EXERCISE DESCRIPTION
Output all the data below verbatim.

----------------

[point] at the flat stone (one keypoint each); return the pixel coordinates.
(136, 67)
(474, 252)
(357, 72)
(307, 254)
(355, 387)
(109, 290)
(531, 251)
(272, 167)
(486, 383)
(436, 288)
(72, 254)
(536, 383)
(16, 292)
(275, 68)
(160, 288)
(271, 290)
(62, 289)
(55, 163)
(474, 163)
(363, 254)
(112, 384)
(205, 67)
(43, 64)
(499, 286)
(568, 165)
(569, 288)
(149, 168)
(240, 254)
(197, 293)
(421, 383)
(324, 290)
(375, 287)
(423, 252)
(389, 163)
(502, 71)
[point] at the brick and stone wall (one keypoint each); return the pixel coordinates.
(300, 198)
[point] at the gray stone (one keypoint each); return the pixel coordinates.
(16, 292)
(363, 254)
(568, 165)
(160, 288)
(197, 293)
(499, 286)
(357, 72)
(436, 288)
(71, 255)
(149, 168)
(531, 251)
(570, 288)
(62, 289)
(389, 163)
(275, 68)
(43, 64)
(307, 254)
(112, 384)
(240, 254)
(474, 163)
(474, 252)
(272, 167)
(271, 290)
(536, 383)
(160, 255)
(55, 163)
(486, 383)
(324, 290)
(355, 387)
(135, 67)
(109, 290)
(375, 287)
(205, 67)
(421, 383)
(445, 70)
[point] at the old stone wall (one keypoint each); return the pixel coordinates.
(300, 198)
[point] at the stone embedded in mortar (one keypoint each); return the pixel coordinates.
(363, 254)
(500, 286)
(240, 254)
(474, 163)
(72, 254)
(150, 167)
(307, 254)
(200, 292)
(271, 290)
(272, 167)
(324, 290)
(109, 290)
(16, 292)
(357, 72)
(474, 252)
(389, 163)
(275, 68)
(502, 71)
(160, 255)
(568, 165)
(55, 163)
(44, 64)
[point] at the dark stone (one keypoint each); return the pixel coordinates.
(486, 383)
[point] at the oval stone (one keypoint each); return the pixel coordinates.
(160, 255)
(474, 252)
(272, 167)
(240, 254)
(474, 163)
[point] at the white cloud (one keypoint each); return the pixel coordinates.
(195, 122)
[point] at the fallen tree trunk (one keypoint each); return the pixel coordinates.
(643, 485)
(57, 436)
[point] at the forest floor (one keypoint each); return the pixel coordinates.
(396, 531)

----------------

ANSWER TO THE PROBLEM
[point] at the flat stone (one keypoint each); return the pixel coordinates.
(136, 67)
(474, 252)
(357, 72)
(307, 254)
(355, 387)
(109, 290)
(531, 251)
(272, 167)
(486, 383)
(436, 288)
(72, 254)
(536, 383)
(16, 292)
(275, 68)
(160, 288)
(271, 290)
(62, 289)
(55, 163)
(474, 163)
(363, 254)
(112, 384)
(205, 67)
(43, 64)
(499, 286)
(568, 165)
(569, 288)
(149, 168)
(240, 254)
(197, 293)
(421, 383)
(324, 290)
(375, 287)
(423, 252)
(389, 163)
(502, 71)
[point] at the brick and stone wall (one keypoint each); return the pixel coordinates.
(300, 198)
[point] at the gray stone (one keypoint each); return the pixel coordinates.
(16, 292)
(363, 254)
(568, 165)
(160, 288)
(197, 293)
(499, 286)
(357, 72)
(436, 288)
(71, 255)
(149, 168)
(531, 251)
(570, 288)
(62, 289)
(389, 163)
(275, 68)
(43, 64)
(307, 254)
(112, 384)
(240, 254)
(474, 163)
(474, 252)
(272, 167)
(271, 290)
(536, 383)
(160, 255)
(55, 163)
(486, 383)
(324, 290)
(355, 387)
(135, 67)
(109, 290)
(375, 287)
(205, 67)
(421, 383)
(445, 70)
[point] at the old stone wall (one keypoint each); return the pixel coordinates.
(300, 198)
[point] at the stone embedded in mortar (one keypoint each); return the pixel coordinates.
(363, 254)
(500, 286)
(240, 254)
(474, 163)
(72, 254)
(150, 167)
(307, 254)
(200, 292)
(271, 290)
(272, 167)
(324, 290)
(109, 290)
(16, 292)
(357, 72)
(474, 252)
(389, 163)
(275, 68)
(502, 71)
(160, 255)
(568, 165)
(55, 163)
(44, 64)
[point] at the dark stone (one keypoint each); return the pixel coordinates.
(486, 383)
[point] at the oval stone (one keypoint each); return the pixel coordinates.
(160, 255)
(474, 252)
(272, 167)
(240, 254)
(474, 163)
[point] at the white cloud (one keypoint each); return the pixel coordinates.
(195, 122)
[point] at the fallen tree trunk (one keypoint each); return the pixel coordinates.
(643, 485)
(57, 436)
[point] at the forest floor (one keypoint each); return the pixel coordinates.
(396, 531)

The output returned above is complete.